DESCRIPTION OF THE TASK:
Answer from the passage on Michigan's tackle recruits:
(a) What height and weight are listed for Chris Fox?
(b) When did Fox start playing on the offensive line?
(c) Where does Rivals.com rank Logan Tuley-Tillman overall?

SOURCE EXTRACT:
## START

Following these two on campus will be the most touted pair of tackle recruits that Michigan has brought in in a very, very long time.
First, Colorado lineman Chris Fox chose the Wolverines on commit-a-palooza a few weeks back despite not being on campus. Fox also happened to be the highest rated offensive line recruit in the class. Already standing 6'6 and weighing 297lbs Fox is the prototype for what a team looks for in a tackle prospect. Praised for strength, size, and the always somewhat discomforting-in-this-context term "violence", Fox is relatively new to the offensive line --- just began playing it last summer --- and therefore is short on refined technique and long on physical attributes that leave scouts drooling. With the right coaching this is a guy that could end up on the short list for some pretty prestigious awards in a few years. However, he will most likely require a year or two on campus to develop the skills of a college offensive lineman (vs. the skills of a high school offensive lineman: be really big and beat the crap out of smaller people).
Just a day after Chris Fox joined the class the Wolverines got a second blue-chip offensive tackle prospect in the form of Logan Tuley-Tillman, Rivals.com's 109th overall player. Tuley-Tillman is developmentally at a different place than Fox. Both were relatively recent revelations at tackle on the national circut, but whereas Fox's game is based around strength, Tuley-Tillman has shown more promise gaining leverage and moving his feet. On top of that he is listed at 6'7, 300lbs and has the kind of frame that makes NFL scouts drool, and is even left-handed --- a plus for left tackles. Tuley-Tillman is another developmental prospect that could use a redshirt year on campus to solidify his technique and work on his strength, but like Fox he looks to be a potentially dominant bookend for the Wolverine line in the years to come.

## END

MATERIAL SUPPLIED:
## START

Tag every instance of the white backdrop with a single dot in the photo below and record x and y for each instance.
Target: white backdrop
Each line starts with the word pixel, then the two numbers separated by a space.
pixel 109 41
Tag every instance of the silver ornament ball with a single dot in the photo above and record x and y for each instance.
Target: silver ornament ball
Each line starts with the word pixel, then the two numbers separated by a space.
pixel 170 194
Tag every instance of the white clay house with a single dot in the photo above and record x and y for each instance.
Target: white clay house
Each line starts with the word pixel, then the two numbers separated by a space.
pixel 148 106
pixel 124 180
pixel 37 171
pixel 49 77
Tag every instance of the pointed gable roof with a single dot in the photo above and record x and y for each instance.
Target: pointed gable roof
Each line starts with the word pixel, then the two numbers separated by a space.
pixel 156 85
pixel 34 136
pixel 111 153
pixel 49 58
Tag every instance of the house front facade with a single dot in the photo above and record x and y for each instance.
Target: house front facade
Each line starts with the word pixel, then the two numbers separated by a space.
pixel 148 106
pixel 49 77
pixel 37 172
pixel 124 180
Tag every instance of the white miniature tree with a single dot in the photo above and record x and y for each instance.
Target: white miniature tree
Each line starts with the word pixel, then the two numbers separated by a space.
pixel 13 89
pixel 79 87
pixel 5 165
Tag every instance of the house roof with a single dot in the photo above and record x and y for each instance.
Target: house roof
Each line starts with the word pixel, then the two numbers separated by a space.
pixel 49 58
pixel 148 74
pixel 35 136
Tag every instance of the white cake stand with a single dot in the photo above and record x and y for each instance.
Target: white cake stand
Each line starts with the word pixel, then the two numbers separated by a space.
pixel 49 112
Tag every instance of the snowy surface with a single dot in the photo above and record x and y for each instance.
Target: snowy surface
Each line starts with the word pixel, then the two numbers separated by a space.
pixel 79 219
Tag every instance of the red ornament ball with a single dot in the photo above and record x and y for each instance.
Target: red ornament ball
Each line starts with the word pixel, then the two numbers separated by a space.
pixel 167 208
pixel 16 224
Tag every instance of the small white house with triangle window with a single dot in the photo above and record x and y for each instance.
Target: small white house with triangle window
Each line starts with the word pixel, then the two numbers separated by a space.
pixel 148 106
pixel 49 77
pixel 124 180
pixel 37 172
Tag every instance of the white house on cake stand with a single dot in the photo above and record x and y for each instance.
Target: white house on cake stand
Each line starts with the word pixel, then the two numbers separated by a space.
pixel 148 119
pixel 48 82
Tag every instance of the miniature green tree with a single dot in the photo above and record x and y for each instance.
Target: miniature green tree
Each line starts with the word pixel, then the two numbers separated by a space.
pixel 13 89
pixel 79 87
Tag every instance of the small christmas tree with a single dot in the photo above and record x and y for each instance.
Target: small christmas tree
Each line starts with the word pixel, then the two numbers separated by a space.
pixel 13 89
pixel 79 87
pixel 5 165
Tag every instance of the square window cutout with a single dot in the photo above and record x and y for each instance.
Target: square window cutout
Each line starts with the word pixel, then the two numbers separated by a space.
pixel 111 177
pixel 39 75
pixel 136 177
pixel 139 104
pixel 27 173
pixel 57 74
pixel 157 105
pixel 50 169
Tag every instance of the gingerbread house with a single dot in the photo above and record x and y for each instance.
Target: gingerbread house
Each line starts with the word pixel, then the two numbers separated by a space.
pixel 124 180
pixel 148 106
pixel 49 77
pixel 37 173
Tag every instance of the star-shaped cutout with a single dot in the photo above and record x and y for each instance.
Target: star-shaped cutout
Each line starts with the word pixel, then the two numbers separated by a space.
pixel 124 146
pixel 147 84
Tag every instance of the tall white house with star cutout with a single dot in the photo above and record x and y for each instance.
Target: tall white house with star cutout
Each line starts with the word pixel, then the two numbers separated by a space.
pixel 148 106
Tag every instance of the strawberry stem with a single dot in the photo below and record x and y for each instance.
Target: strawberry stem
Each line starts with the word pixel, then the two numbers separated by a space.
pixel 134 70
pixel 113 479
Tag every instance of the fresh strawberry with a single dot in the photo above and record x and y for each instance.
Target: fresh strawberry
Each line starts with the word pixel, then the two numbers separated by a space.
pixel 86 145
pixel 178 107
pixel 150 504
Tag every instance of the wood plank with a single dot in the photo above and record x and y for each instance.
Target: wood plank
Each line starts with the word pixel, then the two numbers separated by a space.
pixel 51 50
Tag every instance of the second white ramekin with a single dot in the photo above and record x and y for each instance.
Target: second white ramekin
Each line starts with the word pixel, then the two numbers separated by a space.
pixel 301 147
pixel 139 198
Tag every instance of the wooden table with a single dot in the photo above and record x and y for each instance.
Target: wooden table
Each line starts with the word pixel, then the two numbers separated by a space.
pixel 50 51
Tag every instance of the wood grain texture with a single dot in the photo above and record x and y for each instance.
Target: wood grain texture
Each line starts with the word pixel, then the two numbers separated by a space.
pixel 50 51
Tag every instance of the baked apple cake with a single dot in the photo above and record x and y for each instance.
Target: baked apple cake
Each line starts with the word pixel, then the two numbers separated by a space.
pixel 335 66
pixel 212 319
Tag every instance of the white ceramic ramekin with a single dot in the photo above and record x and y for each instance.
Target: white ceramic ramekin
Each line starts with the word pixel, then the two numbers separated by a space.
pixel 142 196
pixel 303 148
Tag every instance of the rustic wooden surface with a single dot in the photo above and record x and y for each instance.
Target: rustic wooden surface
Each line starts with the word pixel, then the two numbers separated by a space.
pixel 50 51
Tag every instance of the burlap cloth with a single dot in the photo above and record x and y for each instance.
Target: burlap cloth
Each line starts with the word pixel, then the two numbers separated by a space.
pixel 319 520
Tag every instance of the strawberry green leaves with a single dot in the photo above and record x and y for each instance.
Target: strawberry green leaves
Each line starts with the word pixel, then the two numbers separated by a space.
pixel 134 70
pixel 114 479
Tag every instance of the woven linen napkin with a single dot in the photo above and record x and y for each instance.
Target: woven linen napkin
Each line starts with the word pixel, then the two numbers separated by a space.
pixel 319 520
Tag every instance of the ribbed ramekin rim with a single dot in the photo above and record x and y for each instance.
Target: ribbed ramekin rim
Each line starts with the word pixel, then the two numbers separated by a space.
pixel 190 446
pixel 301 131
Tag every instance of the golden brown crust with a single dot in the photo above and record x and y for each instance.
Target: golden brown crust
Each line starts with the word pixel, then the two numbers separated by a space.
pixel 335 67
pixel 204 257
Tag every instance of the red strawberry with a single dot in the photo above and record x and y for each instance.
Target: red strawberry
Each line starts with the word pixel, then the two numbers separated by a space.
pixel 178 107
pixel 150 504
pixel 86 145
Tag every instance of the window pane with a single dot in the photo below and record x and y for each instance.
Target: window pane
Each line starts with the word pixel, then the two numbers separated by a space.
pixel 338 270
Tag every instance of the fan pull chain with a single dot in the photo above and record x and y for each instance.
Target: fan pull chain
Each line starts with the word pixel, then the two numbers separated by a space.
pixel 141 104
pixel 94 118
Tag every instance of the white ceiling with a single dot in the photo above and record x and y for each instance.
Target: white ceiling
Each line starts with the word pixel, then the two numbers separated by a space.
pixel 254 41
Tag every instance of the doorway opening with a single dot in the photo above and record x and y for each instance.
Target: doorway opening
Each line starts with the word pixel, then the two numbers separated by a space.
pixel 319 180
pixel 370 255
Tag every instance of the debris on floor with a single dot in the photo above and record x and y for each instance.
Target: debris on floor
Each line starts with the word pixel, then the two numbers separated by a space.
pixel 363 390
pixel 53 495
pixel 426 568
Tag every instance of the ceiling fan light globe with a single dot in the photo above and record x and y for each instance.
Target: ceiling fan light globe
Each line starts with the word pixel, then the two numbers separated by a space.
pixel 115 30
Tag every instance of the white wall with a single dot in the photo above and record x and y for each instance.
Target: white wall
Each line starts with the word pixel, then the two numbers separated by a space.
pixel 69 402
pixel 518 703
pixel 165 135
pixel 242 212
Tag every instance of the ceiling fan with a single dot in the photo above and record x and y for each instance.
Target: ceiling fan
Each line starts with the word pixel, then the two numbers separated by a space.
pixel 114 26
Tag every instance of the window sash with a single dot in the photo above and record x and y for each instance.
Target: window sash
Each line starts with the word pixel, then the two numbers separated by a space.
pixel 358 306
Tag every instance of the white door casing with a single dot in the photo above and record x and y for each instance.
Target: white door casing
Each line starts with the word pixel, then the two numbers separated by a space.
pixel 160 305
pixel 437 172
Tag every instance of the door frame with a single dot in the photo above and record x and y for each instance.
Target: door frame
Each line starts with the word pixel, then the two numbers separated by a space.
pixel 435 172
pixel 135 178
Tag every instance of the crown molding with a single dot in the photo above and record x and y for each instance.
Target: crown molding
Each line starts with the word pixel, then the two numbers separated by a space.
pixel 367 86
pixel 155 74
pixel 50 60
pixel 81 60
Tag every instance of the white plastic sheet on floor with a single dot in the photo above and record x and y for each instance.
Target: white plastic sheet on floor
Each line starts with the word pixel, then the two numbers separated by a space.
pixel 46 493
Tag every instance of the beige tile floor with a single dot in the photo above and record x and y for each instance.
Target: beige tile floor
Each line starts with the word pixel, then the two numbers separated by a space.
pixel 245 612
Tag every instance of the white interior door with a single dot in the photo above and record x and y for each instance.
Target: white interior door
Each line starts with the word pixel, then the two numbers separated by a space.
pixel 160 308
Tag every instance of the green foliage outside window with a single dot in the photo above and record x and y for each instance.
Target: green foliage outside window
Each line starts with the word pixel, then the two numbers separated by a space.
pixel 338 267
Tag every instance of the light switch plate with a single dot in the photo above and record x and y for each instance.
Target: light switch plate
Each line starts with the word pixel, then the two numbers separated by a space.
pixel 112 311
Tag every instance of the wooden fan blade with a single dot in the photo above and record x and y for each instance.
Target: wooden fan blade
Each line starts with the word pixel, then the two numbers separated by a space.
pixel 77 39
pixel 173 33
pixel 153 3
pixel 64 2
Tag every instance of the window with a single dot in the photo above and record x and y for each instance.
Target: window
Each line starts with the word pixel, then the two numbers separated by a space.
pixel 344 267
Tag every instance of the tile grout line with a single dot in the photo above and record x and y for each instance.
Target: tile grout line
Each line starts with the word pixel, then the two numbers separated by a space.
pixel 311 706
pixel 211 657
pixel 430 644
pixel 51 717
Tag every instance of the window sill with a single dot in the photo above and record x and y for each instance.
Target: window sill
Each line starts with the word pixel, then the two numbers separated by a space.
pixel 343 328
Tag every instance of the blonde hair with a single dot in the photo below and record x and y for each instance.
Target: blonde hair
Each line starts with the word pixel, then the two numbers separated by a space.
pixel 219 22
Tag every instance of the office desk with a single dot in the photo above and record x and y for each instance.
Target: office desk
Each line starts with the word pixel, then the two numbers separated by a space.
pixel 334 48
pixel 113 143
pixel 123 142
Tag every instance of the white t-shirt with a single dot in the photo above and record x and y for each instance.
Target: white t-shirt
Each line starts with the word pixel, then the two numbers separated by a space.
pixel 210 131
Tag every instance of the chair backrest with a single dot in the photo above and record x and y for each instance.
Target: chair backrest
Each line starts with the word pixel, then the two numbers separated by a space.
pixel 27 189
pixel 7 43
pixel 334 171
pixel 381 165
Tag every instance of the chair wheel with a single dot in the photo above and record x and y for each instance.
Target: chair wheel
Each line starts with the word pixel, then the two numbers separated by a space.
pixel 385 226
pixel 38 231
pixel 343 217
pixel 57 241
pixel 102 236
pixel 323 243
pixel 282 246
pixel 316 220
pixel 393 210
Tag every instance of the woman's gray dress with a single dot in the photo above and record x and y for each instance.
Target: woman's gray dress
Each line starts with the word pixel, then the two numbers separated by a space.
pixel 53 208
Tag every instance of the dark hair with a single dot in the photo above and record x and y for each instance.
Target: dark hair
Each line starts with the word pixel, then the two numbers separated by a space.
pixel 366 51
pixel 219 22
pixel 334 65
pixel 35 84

## END

RESPONSE TO THE TASK:
(a) 6'6 and 297lbs
(b) Last summer
(c) 109th overall